— Selected excerpt —

□ □ □

A simple method for the deposition of nanostructured tellurium synthesized in ammonia solution

Abstract

In this work, we report a highly adherent, and uniform deposition of nanostructured tellurium. The deposition of the nanostructured tellurium was realized by the dripping of a modified solution of NaHTe based on the dissolution of NaBH₄ and tellurium powder in an aqueous solution of NH₄OH. This method allowed the relatively simple manipulation of tellurium nanostructures under laboratory ambient, without requiring the use of organic stabilizers. Transmission electron microscopy (TEM) was realized on a powder sample obtained by the reaction between H₂Te and aqueous solution of NH₄OH. TEM analysis indicated that tellurium nanorods and Y-type nanostructures are grown from tellurium nanoparticles, such as in a hydrothermal system. Then, the nanoparticles serve as seeds for the growth of more extended tellurium nanostructures. Electron diffraction and X-ray diffraction analysis showed that depositions have the hexagonal structure of tellurium highly oriented on (101) direction.

□ □ □

— Exercise instructions —
Retype the tellurium deposition abstract in full, keeping every word and symbol unchanged.

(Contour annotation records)
□ □ □

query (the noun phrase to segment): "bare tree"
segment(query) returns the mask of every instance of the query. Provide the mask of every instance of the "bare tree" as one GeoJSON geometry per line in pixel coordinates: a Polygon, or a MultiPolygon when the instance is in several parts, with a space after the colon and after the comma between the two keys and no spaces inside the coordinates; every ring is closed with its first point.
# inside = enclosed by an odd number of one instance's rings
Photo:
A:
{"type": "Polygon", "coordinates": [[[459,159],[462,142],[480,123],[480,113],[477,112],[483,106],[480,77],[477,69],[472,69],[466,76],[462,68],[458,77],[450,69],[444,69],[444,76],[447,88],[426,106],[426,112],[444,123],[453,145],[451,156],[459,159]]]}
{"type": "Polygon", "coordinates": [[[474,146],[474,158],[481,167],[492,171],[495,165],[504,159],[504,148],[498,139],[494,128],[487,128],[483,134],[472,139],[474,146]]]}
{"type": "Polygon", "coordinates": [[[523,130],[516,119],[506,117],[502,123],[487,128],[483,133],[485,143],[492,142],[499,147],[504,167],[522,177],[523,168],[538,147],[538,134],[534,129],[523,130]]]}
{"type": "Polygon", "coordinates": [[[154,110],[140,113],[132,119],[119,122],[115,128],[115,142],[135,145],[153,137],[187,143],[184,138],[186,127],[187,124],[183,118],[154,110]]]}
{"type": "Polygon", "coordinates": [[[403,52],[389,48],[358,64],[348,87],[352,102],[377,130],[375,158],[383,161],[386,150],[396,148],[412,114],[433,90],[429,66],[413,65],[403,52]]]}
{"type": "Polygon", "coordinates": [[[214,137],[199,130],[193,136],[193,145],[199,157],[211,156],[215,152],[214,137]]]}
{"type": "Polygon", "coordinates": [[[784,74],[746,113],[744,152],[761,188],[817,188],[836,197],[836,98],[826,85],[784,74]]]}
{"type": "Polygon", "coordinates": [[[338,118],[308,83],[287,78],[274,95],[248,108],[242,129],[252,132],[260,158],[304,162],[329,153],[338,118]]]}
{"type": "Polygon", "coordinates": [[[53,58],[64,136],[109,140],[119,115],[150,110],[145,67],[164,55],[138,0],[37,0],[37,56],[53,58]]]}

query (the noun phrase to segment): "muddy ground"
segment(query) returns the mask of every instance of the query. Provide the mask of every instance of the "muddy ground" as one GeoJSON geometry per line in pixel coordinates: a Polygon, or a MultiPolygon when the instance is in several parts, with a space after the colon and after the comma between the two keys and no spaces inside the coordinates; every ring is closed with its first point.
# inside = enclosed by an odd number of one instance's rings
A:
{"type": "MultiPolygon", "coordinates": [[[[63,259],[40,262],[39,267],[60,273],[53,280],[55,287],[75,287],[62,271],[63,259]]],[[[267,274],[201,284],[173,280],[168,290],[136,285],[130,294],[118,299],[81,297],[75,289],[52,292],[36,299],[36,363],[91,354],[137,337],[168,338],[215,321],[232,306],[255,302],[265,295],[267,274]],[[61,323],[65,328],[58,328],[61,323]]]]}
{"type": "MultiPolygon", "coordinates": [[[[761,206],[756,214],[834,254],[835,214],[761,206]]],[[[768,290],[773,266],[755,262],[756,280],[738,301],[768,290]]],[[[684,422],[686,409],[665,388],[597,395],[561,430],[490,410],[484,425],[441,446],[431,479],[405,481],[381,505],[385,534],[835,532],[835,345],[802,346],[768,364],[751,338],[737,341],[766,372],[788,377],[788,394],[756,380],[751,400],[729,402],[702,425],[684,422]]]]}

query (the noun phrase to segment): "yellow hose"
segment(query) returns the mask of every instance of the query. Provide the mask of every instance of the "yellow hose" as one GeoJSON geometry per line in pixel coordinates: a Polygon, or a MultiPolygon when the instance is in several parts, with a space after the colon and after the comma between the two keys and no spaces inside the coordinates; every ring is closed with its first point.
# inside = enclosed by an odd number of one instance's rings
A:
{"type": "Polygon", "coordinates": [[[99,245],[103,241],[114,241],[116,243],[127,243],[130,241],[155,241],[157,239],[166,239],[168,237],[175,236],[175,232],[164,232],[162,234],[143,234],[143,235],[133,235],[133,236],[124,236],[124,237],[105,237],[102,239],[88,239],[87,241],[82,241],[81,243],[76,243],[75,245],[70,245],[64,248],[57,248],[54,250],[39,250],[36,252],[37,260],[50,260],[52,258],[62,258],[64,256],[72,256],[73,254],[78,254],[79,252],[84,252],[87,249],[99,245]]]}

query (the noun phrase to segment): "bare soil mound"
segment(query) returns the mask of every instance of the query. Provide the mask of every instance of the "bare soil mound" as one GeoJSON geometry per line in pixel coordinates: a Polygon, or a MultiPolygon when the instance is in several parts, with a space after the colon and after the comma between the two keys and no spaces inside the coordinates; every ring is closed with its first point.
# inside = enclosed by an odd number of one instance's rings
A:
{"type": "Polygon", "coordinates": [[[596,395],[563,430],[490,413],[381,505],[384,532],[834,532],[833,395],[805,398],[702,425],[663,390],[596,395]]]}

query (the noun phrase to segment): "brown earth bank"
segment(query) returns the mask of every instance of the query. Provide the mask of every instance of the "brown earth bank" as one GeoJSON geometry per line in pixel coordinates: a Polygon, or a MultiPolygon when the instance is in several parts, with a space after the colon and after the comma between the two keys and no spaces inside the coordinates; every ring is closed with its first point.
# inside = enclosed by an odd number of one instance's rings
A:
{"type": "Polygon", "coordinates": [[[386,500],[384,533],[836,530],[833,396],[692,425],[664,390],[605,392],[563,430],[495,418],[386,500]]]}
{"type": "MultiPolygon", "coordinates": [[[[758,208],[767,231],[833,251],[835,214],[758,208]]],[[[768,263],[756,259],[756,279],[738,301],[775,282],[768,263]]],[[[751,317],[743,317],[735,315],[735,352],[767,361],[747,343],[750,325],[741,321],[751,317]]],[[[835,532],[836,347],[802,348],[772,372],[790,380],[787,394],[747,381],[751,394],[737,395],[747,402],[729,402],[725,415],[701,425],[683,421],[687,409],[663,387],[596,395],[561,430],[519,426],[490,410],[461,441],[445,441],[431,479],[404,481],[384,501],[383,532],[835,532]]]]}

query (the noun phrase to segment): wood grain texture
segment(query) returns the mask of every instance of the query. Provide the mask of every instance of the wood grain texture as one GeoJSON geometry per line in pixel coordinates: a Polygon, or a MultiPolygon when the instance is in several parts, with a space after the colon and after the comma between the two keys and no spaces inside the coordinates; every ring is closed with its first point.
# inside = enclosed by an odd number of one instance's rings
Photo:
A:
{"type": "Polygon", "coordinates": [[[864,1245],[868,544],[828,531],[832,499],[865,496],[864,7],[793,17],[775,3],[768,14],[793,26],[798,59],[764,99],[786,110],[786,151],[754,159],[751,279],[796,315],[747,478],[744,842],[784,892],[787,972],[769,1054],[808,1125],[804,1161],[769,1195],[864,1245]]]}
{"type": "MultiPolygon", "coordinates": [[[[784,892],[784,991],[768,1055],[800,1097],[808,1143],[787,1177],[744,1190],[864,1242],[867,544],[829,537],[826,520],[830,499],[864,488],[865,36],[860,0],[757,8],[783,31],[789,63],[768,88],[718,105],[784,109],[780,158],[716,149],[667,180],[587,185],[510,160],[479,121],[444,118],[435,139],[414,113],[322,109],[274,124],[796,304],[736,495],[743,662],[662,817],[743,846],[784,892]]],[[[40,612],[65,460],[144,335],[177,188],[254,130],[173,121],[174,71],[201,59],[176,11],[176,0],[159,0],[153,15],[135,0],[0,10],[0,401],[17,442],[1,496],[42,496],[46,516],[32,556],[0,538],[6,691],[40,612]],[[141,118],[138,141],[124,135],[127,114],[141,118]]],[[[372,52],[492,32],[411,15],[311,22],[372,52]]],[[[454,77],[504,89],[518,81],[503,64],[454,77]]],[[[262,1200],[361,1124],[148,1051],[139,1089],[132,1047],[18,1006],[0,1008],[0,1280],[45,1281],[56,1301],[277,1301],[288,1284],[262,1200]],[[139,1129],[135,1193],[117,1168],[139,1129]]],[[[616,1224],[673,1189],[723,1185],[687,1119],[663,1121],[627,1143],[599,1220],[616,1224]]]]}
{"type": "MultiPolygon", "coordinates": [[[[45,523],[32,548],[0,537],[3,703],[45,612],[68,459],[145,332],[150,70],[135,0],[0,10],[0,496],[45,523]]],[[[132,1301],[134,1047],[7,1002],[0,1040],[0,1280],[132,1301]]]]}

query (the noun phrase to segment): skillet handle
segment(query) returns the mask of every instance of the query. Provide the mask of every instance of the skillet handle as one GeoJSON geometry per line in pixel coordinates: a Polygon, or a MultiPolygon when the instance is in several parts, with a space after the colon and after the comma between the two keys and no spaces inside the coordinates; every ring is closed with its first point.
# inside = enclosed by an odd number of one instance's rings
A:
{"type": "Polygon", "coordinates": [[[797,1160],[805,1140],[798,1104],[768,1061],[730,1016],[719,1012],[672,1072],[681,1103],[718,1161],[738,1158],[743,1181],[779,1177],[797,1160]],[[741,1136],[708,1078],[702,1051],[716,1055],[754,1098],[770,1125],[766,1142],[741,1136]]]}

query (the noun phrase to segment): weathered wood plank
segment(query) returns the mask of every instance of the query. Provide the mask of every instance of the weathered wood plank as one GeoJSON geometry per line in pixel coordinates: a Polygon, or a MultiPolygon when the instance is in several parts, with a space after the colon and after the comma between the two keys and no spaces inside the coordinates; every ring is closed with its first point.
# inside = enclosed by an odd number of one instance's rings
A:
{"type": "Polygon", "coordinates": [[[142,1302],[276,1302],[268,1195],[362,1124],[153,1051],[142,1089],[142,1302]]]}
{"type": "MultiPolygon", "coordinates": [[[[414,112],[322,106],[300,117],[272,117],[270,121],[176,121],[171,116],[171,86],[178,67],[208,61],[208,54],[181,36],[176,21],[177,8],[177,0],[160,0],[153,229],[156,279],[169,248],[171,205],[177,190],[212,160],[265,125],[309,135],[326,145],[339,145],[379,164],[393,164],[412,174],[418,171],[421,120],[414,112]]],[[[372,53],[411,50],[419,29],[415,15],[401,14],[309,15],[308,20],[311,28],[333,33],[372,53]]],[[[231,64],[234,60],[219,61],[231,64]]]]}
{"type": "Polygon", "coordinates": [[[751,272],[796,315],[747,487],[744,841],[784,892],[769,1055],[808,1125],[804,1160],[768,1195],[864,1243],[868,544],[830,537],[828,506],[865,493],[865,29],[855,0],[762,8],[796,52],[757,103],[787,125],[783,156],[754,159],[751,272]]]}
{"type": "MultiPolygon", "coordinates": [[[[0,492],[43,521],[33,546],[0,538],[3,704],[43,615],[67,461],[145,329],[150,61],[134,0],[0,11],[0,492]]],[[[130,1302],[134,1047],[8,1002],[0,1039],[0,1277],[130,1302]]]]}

□ □ □

— Correct output —
A simple method for the deposition of nanostructured tellurium synthesized in ammonia solution

Abstract

In this work, we report a highly adherent, and uniform deposition of nanostructured tellurium. The deposition of the nanostructured tellurium was realized by the dripping of a modified solution of NaHTe based on the dissolution of NaBH₄ and tellurium powder in an aqueous solution of NH₄OH. This method allowed the relatively simple manipulation of tellurium nanostructures under laboratory ambient, without requiring the use of organic stabilizers. Transmission electron microscopy (TEM) was realized on a powder sample obtained by the reaction between H₂Te and aqueous solution of NH₄OH. TEM analysis indicated that tellurium nanorods and Y-type nanostructures are grown from tellurium nanoparticles, such as in a hydrothermal system. Then, the nanoparticles serve as seeds for the growth of more extended tellurium nanostructures. Electron diffraction and X-ray diffraction analysis showed that depositions have the hexagonal structure of tellurium highly oriented on (101) direction.